▶ TRECHO PARA LEITURA
• • • • •

Mia Couto - O mapeador de ausências
Moçambique é um país que precisa lidar com a herança de um passado recente muito violento. Depois de uma guerra de libertação que durou cerca de 10 anos, tornou-se independente de Portugal em 25 de Junho de 1975, para iniciar em seguida uma guerra civil, semelhante à de Angola, que durou até 1992, com um saldo de um milhão de mortos em combates e também pelos efeitos da destruição do país que mergulhou em uma crise econômica sem precedentes, provocando a fome e o deslocamento da população.
O mais recente lançamento de Mia Couto é um romance com referências autobiográficas no qual ele lança um olhar a estes dois períodos da história de Moçambique, a fase final da guerra de libertação colonial e os efeitos atuais da guerra civil, para contar a história de um protagonista com muitas semelhanças a ele próprio. Diogo Santiago, um intelectual moçambicano, professor universitário em Maputo e poeta, retorna depois de muitos anos à Beira, sua cidade natal, às vésperas do ciclone que a arrasou em 2019, para receber uma homenagem e promover um acerto de contas pessoal com o passado.

• • • • •

▶ DADOS APRESENTADOS

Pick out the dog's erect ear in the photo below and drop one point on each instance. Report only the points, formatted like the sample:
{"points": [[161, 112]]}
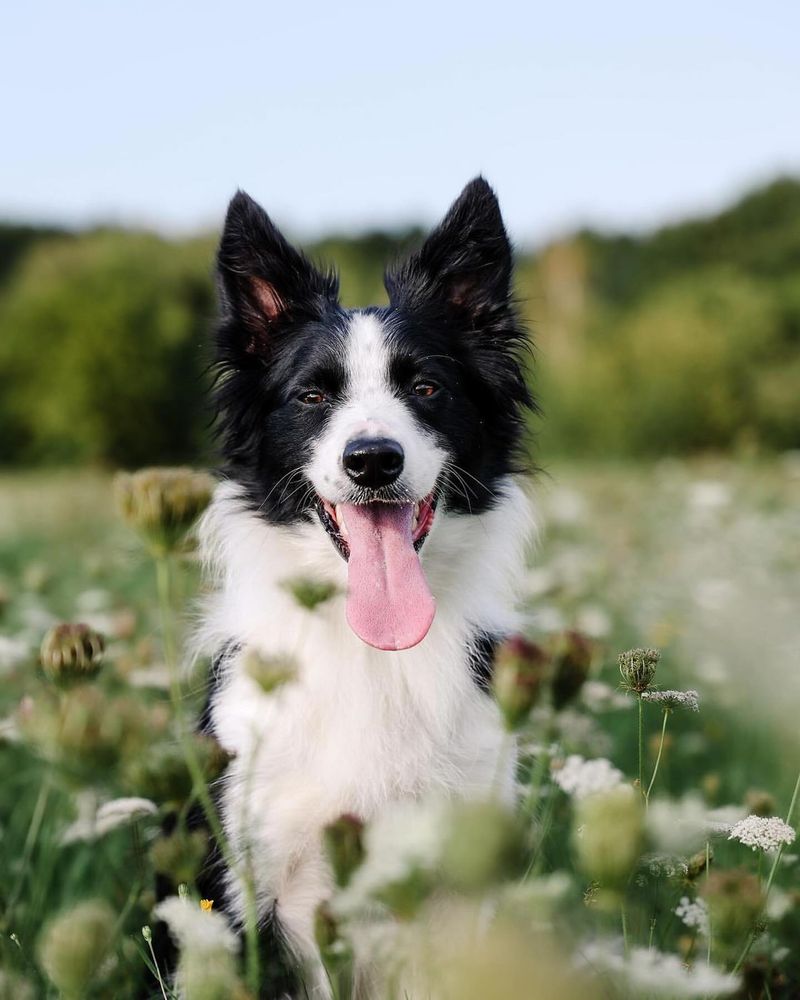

• • • • •

No trecho sobre Mia Couto, em que data Moçambique se tornou independente de Portugal?

▶ SOLUÇÃO DO PROBLEMA
Em 25 de Junho de 1975.